Supplied material:

######

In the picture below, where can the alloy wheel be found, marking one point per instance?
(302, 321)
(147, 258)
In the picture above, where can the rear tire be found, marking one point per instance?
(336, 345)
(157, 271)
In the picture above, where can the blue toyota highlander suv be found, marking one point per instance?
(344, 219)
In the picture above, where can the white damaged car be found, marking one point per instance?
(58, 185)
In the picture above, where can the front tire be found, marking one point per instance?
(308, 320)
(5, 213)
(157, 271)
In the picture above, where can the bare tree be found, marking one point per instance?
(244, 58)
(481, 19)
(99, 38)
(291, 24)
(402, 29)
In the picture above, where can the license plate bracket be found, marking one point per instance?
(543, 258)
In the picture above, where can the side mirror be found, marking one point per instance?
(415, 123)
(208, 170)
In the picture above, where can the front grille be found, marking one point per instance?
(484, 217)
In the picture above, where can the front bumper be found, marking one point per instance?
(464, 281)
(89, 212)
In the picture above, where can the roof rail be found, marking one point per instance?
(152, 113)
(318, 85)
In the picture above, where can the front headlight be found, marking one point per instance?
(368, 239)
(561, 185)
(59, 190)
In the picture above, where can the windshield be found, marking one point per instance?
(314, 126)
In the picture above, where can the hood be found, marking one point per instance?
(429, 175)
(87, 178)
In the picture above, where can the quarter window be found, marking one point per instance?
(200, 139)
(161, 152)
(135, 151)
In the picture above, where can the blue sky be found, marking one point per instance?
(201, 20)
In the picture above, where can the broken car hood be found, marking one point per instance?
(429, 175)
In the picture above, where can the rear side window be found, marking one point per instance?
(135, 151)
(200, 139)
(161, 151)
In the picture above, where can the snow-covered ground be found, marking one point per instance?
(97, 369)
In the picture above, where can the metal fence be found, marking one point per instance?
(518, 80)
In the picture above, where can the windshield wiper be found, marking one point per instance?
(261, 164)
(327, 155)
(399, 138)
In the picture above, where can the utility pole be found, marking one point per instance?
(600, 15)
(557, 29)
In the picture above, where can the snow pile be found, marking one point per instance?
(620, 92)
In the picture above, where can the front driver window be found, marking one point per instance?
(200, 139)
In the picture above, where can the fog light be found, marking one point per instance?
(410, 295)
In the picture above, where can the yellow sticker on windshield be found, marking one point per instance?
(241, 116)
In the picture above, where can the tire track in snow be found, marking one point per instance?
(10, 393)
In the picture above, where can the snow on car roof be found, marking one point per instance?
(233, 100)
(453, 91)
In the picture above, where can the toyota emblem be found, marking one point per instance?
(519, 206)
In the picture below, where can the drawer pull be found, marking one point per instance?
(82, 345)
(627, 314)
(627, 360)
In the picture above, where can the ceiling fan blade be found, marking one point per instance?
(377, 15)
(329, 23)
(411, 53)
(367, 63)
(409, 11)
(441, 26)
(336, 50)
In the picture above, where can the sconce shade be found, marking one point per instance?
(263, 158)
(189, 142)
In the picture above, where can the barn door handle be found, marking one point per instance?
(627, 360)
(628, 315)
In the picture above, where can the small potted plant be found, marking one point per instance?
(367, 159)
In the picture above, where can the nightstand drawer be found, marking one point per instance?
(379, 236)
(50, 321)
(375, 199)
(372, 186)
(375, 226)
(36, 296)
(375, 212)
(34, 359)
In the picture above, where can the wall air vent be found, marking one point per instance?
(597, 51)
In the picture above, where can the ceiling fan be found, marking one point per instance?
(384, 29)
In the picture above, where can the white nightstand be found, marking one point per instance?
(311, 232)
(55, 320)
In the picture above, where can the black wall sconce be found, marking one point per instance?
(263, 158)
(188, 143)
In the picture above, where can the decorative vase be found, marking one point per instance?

######

Lay out each line of the entries above as a Markdown table with the columns Row and Text, numbering every row and dropping any blank lines.

| Row | Text |
|---|---|
| 1 | In the picture below, where can the alloy wheel be found, marking one point per instance? |
| 2 | (302, 321) |
| 3 | (147, 258) |
| 4 | In the picture above, where can the rear tire be found, marking one point per instance? |
| 5 | (336, 345) |
| 6 | (157, 271) |
| 7 | In the picture above, where can the blue toyota highlander suv be found, marking one point per instance? |
| 8 | (344, 219) |
| 9 | In the picture above, where can the white damaged car be found, marking one point per instance? |
| 10 | (58, 185) |
| 11 | In the picture above, where can the front tire be found, marking one point per instance? |
| 12 | (308, 320) |
| 13 | (5, 213) |
| 14 | (157, 271) |
| 15 | In the picture above, where can the bare tree be found, marking one point per instance? |
| 16 | (244, 58) |
| 17 | (481, 19) |
| 18 | (99, 38) |
| 19 | (291, 24) |
| 20 | (402, 29) |
| 21 | In the picture above, where can the license plate bracket be found, marking one point per instance? |
| 22 | (543, 258) |
| 23 | In the picture above, where can the side mirror be found, marking one point per instance? |
| 24 | (415, 123) |
| 25 | (208, 170) |
| 26 | In the picture above, where can the front grille be found, marking one point per instance? |
| 27 | (484, 217) |
| 28 | In the picture above, where can the front bumper be found, marking one point per instance? |
| 29 | (464, 281) |
| 30 | (89, 212) |
| 31 | In the picture above, where can the roof rail be found, marking one point per instance? |
| 32 | (152, 113) |
| 33 | (318, 85) |
| 34 | In the picture above, where can the front headlight be found, marking one point per instance? |
| 35 | (368, 239) |
| 36 | (561, 185) |
| 37 | (59, 190) |
| 38 | In the picture above, where can the windshield be found, marking one point per instance? |
| 39 | (314, 126) |
| 40 | In the picture above, where can the hood be found, marking one point per instance? |
| 41 | (429, 175) |
| 42 | (87, 178) |
| 43 | In the picture above, where can the quarter window be found, marking one point per instance? |
| 44 | (200, 139) |
| 45 | (161, 152) |
| 46 | (135, 151) |
| 47 | In the picture above, where can the blue sky be found, marking one point per instance? |
| 48 | (201, 20) |
| 49 | In the picture above, where can the broken car hood be found, marking one point per instance? |
| 50 | (429, 175) |
| 51 | In the picture above, where can the rear side window be found, marking one point per instance? |
| 52 | (135, 151) |
| 53 | (200, 139) |
| 54 | (161, 151) |
| 55 | In the picture above, where can the snow-covered ground be found, marking one point per instance? |
| 56 | (97, 369) |
| 57 | In the picture above, where can the metal fence be found, marking one point per instance? |
| 58 | (518, 80) |
| 59 | In the picture above, where can the windshield wiper be found, marking one point per instance? |
| 60 | (261, 164) |
| 61 | (327, 155) |
| 62 | (399, 138) |
| 63 | In the picture above, where can the utility pole be found, marking one point per instance? |
| 64 | (600, 15) |
| 65 | (557, 29) |
| 66 | In the picture above, where can the snow pile be found, marking one point per instance? |
| 67 | (620, 92) |
| 68 | In the picture above, where can the front driver window be found, marking one point per instance? |
| 69 | (200, 139) |
| 70 | In the picture above, where can the fog light be found, marking one point per instance? |
| 71 | (410, 295) |
| 72 | In the picture above, where can the yellow sticker on windshield be found, marking one point per instance? |
| 73 | (241, 116) |
| 74 | In the picture above, where can the tire track in snow be found, marking one point per instance? |
| 75 | (10, 393) |
| 76 | In the picture above, where can the snow on car roof be found, marking one point per instance? |
| 77 | (233, 100) |
| 78 | (453, 91) |
| 79 | In the picture above, where can the toyota emblem be found, marking one point per instance? |
| 80 | (519, 206) |
| 81 | In the picture below, where can the drawer pull be found, marking one point per instance? |
| 82 | (82, 345) |
| 83 | (627, 314) |
| 84 | (627, 360) |
| 85 | In the picture above, where can the ceiling fan blade be found, marking one point per instance? |
| 86 | (377, 15) |
| 87 | (329, 23) |
| 88 | (411, 53) |
| 89 | (367, 63) |
| 90 | (409, 11) |
| 91 | (441, 26) |
| 92 | (336, 50) |
| 93 | In the picture above, where can the sconce shade be found, marking one point per instance? |
| 94 | (263, 158) |
| 95 | (189, 142) |
| 96 | In the picture above, where can the barn door handle be found, marking one point per instance? |
| 97 | (627, 360) |
| 98 | (628, 315) |
| 99 | In the picture above, where can the small potted plant be found, marking one point per instance? |
| 100 | (367, 159) |
| 101 | In the picture above, where can the nightstand drawer be found, marking one point per instance? |
| 102 | (379, 236) |
| 103 | (50, 321) |
| 104 | (375, 199) |
| 105 | (372, 186) |
| 106 | (375, 226) |
| 107 | (36, 296) |
| 108 | (375, 212) |
| 109 | (34, 359) |
| 110 | In the picture above, where can the wall air vent be found, marking one point per instance? |
| 111 | (597, 51) |
| 112 | In the picture above, where can the ceiling fan be found, marking one point per instance? |
| 113 | (384, 29) |
| 114 | In the picture above, where can the white nightstand be found, marking one point per instance? |
| 115 | (311, 232) |
| 116 | (55, 320) |
| 117 | In the picture above, where can the black wall sconce be found, marking one point per instance? |
| 118 | (263, 158) |
| 119 | (188, 143) |
| 120 | In the picture above, where can the decorative vase be found, marking one point per instance? |